TESTO:
------------------------

Io sono un autarchico”, primo film del regista romano Nanni Moretti, fu alla sua uscita nel dicembre del 1976 un piccolo caso nel circuito indipendente italiano. La popolarità della pellicola infatti aumentò di settimana in settimana, grazie a un passaparola molto positivo e vide l’opera venir proiettata nella maggior parte dei centri sociali e cineclub della capitale.

 

Il film sembrò segnare per il pubblico di allora un netto taglio rispetto agli stilemi e alle tematiche della classica commedia all’italiana, genere codificato da maestri quali Monicelli, Scola, Germi etc. che videro in Moretti il loro più strenuo oppositore (a imperitura memoria vi è la puntata di Match: domande incrociate nel corso della quale, nel 1977, Monicelli e Moretti si confrontarono per circa mezz’ora riguardo il contrasto tra la commedia all’italiana e il cinema che stava nascendo e sviluppandosi negli anni 70).

 

Di seguito la trama e la recensione di “Io sono un autarchico”.

La trama di Io sono un autarchico

Il film ruota intorno alle vicende di Michele, ragazzo romano tra i venti e i trent’anni, che vive in un appartamento a spese del padre, avendo alle spalle una relazione fallita che gli ha lasciato un figlio a cui badare. Michele passa il suo tempo collaborando con una compagnia teatrale gestita dal suo amico Fabio, il quale tenta in tutti i modi di accaparrarsi i consensi di critica e pubblico.

------------------------

VOCI:
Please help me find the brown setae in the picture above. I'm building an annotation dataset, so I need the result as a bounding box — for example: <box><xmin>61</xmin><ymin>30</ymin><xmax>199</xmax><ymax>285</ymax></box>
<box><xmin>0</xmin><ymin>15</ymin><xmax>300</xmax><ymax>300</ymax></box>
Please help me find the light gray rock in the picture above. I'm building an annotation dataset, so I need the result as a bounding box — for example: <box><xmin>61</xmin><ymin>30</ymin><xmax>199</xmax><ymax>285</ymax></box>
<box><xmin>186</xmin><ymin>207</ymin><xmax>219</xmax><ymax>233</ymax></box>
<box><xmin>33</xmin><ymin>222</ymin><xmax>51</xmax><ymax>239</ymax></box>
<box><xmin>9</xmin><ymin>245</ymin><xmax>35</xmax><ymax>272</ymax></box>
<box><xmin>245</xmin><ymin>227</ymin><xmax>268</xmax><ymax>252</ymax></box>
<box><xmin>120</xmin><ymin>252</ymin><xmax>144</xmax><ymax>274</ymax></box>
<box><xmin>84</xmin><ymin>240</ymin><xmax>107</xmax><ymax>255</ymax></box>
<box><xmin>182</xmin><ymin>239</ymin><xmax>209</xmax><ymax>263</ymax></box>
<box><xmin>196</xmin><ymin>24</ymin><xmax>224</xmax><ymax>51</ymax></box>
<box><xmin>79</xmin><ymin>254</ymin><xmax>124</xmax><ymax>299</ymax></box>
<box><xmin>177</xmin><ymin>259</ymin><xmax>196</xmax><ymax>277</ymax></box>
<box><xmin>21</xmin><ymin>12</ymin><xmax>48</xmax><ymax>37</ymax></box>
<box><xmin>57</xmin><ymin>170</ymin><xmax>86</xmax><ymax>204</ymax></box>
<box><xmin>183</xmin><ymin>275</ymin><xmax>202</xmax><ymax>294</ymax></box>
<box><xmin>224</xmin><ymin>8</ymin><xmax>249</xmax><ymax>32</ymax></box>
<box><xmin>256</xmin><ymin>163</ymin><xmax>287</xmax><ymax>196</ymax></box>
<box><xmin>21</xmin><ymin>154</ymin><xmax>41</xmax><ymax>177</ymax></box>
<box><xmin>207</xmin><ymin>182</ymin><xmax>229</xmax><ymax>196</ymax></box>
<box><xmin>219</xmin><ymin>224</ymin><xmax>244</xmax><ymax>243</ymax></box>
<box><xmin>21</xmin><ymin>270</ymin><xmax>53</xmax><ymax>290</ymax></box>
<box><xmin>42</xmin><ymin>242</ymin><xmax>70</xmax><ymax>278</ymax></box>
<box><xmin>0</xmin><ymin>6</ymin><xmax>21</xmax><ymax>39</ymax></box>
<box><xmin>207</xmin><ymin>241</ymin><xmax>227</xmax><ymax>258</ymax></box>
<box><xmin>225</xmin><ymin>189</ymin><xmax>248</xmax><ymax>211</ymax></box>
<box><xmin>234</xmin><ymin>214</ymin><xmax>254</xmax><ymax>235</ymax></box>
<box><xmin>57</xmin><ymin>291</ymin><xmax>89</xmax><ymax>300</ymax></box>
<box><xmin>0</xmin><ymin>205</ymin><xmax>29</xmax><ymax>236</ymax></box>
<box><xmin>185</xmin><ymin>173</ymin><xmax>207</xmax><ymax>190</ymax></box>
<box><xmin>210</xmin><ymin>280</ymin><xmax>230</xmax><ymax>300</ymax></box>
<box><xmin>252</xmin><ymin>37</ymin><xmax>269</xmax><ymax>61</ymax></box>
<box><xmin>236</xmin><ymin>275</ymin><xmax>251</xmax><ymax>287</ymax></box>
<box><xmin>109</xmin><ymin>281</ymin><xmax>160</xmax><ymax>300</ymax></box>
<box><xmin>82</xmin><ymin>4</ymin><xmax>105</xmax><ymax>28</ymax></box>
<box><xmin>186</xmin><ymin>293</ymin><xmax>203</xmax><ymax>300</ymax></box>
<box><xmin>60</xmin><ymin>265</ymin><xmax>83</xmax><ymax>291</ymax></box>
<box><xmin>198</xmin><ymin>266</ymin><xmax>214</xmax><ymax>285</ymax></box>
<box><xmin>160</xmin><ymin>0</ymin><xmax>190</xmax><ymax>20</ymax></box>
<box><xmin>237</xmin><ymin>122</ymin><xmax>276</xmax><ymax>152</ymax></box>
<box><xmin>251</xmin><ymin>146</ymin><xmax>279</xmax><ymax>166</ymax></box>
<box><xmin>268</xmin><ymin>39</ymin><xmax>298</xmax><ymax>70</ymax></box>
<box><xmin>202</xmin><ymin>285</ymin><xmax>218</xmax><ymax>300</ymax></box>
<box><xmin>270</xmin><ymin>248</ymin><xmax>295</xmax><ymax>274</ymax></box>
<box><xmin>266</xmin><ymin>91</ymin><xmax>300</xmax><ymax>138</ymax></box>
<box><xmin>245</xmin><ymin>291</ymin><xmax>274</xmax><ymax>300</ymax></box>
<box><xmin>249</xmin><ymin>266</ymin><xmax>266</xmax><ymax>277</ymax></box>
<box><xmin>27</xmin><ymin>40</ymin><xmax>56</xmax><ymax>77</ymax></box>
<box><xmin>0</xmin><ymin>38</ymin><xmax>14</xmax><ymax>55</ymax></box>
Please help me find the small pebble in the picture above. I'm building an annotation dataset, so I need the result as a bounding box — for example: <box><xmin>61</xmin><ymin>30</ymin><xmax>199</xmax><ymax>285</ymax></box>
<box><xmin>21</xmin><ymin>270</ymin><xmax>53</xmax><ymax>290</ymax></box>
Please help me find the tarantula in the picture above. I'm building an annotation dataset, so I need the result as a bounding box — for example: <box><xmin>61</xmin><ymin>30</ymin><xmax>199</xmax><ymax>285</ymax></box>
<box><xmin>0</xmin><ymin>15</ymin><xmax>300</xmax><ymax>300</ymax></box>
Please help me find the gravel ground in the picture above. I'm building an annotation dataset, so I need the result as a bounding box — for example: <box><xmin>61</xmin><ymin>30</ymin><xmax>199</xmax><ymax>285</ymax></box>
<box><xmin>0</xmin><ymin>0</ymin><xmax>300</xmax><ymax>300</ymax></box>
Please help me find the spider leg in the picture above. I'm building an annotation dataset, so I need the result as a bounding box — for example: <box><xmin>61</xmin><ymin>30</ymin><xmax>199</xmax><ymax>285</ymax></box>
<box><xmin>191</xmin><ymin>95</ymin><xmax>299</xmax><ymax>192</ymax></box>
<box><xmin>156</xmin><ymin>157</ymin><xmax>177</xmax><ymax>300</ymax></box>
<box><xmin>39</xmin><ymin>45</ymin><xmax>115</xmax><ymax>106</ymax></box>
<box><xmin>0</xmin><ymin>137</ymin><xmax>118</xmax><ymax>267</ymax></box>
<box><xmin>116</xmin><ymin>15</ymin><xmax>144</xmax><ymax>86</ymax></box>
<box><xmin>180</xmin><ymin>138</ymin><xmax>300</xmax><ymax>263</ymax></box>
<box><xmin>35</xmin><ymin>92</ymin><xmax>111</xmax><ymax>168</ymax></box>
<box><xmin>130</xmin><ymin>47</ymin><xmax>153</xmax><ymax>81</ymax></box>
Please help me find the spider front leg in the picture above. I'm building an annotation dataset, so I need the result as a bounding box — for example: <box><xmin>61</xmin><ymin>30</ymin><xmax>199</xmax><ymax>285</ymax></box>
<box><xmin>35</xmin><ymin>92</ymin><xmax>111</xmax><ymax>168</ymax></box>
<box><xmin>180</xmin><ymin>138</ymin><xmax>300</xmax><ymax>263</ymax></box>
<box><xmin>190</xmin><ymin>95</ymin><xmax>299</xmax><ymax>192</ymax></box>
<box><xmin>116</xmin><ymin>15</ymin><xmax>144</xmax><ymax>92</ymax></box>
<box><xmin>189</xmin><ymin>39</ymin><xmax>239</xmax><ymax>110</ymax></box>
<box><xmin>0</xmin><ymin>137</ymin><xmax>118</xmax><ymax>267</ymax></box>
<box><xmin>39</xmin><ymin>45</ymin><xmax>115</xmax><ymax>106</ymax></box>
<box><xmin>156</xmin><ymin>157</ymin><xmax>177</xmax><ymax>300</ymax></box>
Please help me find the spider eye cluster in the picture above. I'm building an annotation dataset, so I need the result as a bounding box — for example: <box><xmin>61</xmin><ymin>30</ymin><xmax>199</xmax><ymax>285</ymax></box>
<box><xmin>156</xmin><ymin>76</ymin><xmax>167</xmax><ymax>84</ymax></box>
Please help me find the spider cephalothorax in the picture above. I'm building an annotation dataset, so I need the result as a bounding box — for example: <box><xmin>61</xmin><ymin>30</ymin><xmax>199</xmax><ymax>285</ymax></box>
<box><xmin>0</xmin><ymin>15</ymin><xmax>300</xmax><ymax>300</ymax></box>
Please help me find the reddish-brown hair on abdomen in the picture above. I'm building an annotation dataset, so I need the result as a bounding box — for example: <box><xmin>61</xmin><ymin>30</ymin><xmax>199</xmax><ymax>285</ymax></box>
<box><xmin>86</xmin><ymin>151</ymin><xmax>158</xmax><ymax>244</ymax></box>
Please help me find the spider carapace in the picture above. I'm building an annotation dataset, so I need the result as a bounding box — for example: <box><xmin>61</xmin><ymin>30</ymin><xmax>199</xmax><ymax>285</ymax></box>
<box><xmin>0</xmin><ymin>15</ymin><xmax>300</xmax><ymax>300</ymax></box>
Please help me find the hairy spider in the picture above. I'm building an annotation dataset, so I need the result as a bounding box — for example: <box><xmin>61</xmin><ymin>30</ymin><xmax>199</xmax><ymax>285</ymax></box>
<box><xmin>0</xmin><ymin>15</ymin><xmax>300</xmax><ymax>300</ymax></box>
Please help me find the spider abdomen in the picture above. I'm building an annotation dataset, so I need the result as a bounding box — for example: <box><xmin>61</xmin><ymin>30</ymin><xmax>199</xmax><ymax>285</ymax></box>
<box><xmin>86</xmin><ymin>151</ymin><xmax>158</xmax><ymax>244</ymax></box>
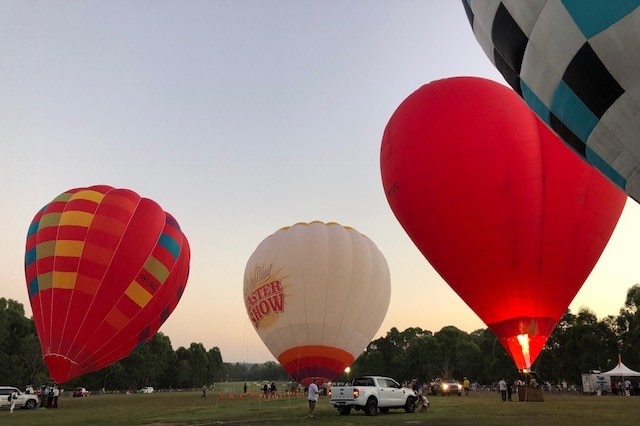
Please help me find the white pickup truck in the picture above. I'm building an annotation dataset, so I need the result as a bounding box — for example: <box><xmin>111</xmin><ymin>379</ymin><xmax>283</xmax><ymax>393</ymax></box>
<box><xmin>330</xmin><ymin>376</ymin><xmax>417</xmax><ymax>416</ymax></box>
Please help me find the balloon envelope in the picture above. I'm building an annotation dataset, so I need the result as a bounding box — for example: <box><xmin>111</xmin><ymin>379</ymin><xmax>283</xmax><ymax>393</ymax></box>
<box><xmin>463</xmin><ymin>0</ymin><xmax>640</xmax><ymax>201</ymax></box>
<box><xmin>380</xmin><ymin>78</ymin><xmax>626</xmax><ymax>369</ymax></box>
<box><xmin>243</xmin><ymin>221</ymin><xmax>391</xmax><ymax>384</ymax></box>
<box><xmin>25</xmin><ymin>185</ymin><xmax>190</xmax><ymax>383</ymax></box>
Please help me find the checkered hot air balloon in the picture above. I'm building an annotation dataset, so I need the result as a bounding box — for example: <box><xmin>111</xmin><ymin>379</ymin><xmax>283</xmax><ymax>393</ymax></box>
<box><xmin>462</xmin><ymin>0</ymin><xmax>640</xmax><ymax>201</ymax></box>
<box><xmin>25</xmin><ymin>185</ymin><xmax>190</xmax><ymax>383</ymax></box>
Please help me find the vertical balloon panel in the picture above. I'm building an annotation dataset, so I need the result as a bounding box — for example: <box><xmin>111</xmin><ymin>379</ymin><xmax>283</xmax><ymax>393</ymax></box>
<box><xmin>243</xmin><ymin>222</ymin><xmax>390</xmax><ymax>383</ymax></box>
<box><xmin>25</xmin><ymin>186</ymin><xmax>190</xmax><ymax>382</ymax></box>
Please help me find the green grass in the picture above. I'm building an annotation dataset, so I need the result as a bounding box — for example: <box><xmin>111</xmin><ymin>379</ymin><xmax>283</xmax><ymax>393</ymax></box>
<box><xmin>0</xmin><ymin>386</ymin><xmax>640</xmax><ymax>426</ymax></box>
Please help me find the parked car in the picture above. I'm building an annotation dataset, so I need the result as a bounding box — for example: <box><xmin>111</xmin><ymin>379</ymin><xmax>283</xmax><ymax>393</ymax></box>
<box><xmin>431</xmin><ymin>378</ymin><xmax>462</xmax><ymax>396</ymax></box>
<box><xmin>71</xmin><ymin>388</ymin><xmax>91</xmax><ymax>398</ymax></box>
<box><xmin>0</xmin><ymin>386</ymin><xmax>40</xmax><ymax>410</ymax></box>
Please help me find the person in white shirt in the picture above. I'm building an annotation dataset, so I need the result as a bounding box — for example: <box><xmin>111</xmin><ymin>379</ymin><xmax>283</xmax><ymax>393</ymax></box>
<box><xmin>9</xmin><ymin>391</ymin><xmax>18</xmax><ymax>413</ymax></box>
<box><xmin>307</xmin><ymin>378</ymin><xmax>320</xmax><ymax>418</ymax></box>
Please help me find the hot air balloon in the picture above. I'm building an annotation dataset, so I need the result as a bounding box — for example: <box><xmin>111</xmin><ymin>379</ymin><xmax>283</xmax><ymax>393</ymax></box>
<box><xmin>25</xmin><ymin>185</ymin><xmax>190</xmax><ymax>383</ymax></box>
<box><xmin>462</xmin><ymin>0</ymin><xmax>640</xmax><ymax>201</ymax></box>
<box><xmin>380</xmin><ymin>77</ymin><xmax>626</xmax><ymax>369</ymax></box>
<box><xmin>243</xmin><ymin>221</ymin><xmax>391</xmax><ymax>385</ymax></box>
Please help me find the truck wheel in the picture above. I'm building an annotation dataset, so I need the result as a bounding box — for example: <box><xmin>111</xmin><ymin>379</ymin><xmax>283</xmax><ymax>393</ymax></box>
<box><xmin>338</xmin><ymin>405</ymin><xmax>351</xmax><ymax>416</ymax></box>
<box><xmin>404</xmin><ymin>396</ymin><xmax>416</xmax><ymax>413</ymax></box>
<box><xmin>364</xmin><ymin>398</ymin><xmax>378</xmax><ymax>416</ymax></box>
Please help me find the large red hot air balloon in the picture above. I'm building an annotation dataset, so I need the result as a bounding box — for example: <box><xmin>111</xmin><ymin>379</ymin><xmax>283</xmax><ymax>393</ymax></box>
<box><xmin>380</xmin><ymin>77</ymin><xmax>626</xmax><ymax>369</ymax></box>
<box><xmin>25</xmin><ymin>186</ymin><xmax>190</xmax><ymax>383</ymax></box>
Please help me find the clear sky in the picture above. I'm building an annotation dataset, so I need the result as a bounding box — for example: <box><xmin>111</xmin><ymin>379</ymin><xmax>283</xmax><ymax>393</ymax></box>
<box><xmin>0</xmin><ymin>0</ymin><xmax>640</xmax><ymax>362</ymax></box>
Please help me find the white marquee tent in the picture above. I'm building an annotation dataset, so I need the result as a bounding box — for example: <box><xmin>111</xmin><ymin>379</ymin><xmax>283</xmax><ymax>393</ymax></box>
<box><xmin>602</xmin><ymin>358</ymin><xmax>640</xmax><ymax>377</ymax></box>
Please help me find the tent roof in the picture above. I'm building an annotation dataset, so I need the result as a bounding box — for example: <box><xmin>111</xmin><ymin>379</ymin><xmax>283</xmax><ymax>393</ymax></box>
<box><xmin>602</xmin><ymin>360</ymin><xmax>640</xmax><ymax>377</ymax></box>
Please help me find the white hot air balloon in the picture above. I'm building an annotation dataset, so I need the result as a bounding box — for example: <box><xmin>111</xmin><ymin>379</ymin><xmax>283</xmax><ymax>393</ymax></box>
<box><xmin>244</xmin><ymin>221</ymin><xmax>391</xmax><ymax>384</ymax></box>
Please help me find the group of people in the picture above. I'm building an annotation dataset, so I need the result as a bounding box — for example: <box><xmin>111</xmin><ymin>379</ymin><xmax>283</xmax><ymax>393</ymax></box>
<box><xmin>262</xmin><ymin>382</ymin><xmax>278</xmax><ymax>398</ymax></box>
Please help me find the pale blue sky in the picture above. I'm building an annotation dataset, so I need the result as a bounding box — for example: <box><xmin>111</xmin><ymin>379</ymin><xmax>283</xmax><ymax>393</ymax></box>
<box><xmin>0</xmin><ymin>0</ymin><xmax>640</xmax><ymax>362</ymax></box>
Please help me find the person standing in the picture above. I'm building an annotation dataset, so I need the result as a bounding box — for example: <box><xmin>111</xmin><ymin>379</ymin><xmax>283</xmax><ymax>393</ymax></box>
<box><xmin>53</xmin><ymin>386</ymin><xmax>60</xmax><ymax>408</ymax></box>
<box><xmin>9</xmin><ymin>391</ymin><xmax>18</xmax><ymax>413</ymax></box>
<box><xmin>498</xmin><ymin>379</ymin><xmax>507</xmax><ymax>401</ymax></box>
<box><xmin>307</xmin><ymin>378</ymin><xmax>320</xmax><ymax>418</ymax></box>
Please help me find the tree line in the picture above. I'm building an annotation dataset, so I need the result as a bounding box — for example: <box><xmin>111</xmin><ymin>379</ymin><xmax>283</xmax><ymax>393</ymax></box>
<box><xmin>0</xmin><ymin>284</ymin><xmax>640</xmax><ymax>391</ymax></box>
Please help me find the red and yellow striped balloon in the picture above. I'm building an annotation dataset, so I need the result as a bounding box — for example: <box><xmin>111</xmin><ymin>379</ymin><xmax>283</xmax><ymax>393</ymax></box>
<box><xmin>25</xmin><ymin>185</ymin><xmax>190</xmax><ymax>383</ymax></box>
<box><xmin>244</xmin><ymin>221</ymin><xmax>391</xmax><ymax>385</ymax></box>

------------------------

OBIETTIVI:
[A] Trascrivi dal testo sul film di Moretti il passo che va da "Il film sembrò" a "negli anni 70).".
[B] Indica se ciascuna affermazione concorda con il testo sul film di Moretti, rispondendo sì o no e citando le parole del testo che lo decidono: (i) il film uscì nel dicembre del 1976; (ii) Michele vive in un appartamento pagato dalla madre; (iii) Fabio gestisce una compagnia teatrale.
Per rispondere basati soltanto sul testo.

SOLUZIONI:
[A]
Il film sembrò segnare per il pubblico di allora un netto taglio rispetto agli stilemi e alle tematiche della classica commedia all’italiana, genere codificato da maestri quali Monicelli, Scola, Germi etc. che videro in Moretti il loro più strenuo oppositore (a imperitura memoria vi è la puntata di Match: domande incrociate nel corso della quale, nel 1977, Monicelli e Moretti si confrontarono per circa mezz’ora riguardo il contrasto tra la commedia all’italiana e il cinema che stava nascendo e sviluppandosi negli anni 70).

[B]
(i) Sì: "alla sua uscita nel dicembre del 1976".
(ii) No: "vive in un appartamento a spese del padre".
(iii) Sì: "una compagnia teatrale gestita dal suo amico Fabio".